## Goal
Rewrite the lines of the records as a numbered list, starting with the line that contains "Note: one point per instance of the palm tree, never" and going on through the last line of the records. Leave out blank lines and include nothing outside that span.

## Input

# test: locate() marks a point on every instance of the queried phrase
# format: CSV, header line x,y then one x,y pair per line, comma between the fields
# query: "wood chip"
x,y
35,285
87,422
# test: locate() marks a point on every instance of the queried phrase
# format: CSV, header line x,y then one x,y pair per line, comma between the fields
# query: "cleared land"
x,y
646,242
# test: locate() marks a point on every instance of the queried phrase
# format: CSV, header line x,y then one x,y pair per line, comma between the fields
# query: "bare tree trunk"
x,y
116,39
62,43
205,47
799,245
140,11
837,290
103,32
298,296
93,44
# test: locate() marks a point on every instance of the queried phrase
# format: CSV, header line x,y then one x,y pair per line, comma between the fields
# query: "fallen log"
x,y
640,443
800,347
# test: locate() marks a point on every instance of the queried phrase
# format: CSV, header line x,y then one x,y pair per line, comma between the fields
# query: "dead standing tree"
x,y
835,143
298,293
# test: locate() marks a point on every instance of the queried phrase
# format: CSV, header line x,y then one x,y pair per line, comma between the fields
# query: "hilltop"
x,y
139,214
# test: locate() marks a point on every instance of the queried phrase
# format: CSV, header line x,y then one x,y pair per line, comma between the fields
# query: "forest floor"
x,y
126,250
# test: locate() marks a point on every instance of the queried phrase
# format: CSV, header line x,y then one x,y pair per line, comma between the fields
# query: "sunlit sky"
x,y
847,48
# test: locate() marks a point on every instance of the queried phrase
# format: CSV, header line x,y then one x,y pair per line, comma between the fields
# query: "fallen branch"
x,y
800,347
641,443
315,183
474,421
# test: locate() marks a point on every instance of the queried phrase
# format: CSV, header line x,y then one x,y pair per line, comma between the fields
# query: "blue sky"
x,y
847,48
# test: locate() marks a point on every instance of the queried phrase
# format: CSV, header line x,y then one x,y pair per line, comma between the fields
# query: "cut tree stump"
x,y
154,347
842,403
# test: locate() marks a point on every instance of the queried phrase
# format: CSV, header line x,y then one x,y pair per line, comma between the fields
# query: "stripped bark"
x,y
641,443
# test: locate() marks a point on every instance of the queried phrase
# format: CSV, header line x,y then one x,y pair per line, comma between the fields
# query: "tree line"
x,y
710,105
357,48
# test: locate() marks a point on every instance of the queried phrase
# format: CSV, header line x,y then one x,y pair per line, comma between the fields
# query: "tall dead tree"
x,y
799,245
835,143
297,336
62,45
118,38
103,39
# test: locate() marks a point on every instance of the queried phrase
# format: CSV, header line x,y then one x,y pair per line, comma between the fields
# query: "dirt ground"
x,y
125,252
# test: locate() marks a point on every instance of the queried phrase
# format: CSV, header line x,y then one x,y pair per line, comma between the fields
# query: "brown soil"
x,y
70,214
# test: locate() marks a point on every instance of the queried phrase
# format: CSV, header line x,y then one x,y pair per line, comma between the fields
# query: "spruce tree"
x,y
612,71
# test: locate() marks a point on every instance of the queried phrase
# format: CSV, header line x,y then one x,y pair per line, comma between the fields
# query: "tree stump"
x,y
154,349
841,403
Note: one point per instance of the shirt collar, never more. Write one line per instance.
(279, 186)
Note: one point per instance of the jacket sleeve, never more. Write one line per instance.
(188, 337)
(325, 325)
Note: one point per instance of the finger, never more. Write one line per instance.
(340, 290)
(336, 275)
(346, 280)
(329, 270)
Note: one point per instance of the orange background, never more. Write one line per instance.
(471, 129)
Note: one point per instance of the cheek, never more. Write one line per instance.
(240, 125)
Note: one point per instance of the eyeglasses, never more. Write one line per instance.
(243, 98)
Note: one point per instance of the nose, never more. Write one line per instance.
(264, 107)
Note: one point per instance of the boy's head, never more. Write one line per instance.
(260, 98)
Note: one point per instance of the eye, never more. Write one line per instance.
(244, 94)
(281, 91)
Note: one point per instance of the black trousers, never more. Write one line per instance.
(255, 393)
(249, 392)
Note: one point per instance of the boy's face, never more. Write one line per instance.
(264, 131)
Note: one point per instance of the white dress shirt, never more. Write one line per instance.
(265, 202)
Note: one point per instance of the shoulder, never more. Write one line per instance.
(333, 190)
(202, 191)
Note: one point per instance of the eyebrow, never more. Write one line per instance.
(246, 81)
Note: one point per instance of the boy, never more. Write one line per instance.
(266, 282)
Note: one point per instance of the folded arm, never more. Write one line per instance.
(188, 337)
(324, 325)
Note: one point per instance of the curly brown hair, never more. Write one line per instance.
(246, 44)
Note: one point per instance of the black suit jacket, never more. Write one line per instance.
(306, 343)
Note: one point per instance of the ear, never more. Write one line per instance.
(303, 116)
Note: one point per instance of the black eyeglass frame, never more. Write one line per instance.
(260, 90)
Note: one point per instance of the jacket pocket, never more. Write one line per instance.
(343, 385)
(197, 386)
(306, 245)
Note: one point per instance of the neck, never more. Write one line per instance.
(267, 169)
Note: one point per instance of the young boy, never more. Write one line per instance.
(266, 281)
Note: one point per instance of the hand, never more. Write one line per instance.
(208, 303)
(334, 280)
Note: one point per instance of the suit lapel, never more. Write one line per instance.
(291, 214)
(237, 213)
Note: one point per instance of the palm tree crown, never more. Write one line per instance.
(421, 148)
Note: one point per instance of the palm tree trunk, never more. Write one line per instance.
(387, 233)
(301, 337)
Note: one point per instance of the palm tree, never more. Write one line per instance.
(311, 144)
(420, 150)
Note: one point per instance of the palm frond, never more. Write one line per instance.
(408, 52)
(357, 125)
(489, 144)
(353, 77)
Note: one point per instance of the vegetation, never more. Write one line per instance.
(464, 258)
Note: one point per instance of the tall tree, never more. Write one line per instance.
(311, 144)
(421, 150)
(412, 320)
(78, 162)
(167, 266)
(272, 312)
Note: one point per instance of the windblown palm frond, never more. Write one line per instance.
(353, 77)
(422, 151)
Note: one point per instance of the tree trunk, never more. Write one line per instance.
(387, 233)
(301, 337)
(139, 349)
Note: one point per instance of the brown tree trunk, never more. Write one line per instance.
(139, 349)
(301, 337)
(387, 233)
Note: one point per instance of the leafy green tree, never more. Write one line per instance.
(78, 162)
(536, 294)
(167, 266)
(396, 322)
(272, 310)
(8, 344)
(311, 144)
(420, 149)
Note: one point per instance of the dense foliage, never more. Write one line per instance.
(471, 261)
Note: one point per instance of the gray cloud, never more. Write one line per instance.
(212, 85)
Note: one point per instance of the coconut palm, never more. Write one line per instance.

## Solved problem
1. Note: one point per instance of the palm tree, never more. Write one line per instance.
2. (311, 144)
3. (420, 150)
4. Note: one point per instance of the palm frond, never more. Write one line per instance.
5. (408, 52)
6. (357, 125)
7. (489, 144)
8. (353, 77)
9. Note: one point per instance of the vegetation, never more. Write one line per instance.
10. (464, 258)
11. Note: one point per instance of the tall tree, never more. Write one line per instance.
12. (311, 144)
13. (421, 150)
14. (412, 320)
15. (78, 162)
16. (167, 266)
17. (272, 312)
18. Note: one point per instance of the windblown palm frond, never more. Write one line per instance.
19. (353, 77)
20. (422, 151)
21. Note: one point per instance of the tree trunk, never more. Write one line per instance.
22. (387, 233)
23. (301, 337)
24. (139, 349)
25. Note: one point per instance of the brown tree trunk, never more. Write one line per instance.
26. (139, 349)
27. (301, 337)
28. (387, 233)
29. Note: one point per instance of the leafy green tree, never more. Write one line per instance.
30. (78, 162)
31. (536, 294)
32. (167, 266)
33. (396, 322)
34. (272, 310)
35. (8, 344)
36. (311, 144)
37. (420, 149)
38. Note: one point per instance of the dense foliage, never more. Write one line per instance.
39. (471, 261)
40. Note: one point per instance of the gray cloud, never more. Write one line per instance.
41. (212, 85)
42. Note: one point per instance of the coconut palm, never more. Write one line per instance.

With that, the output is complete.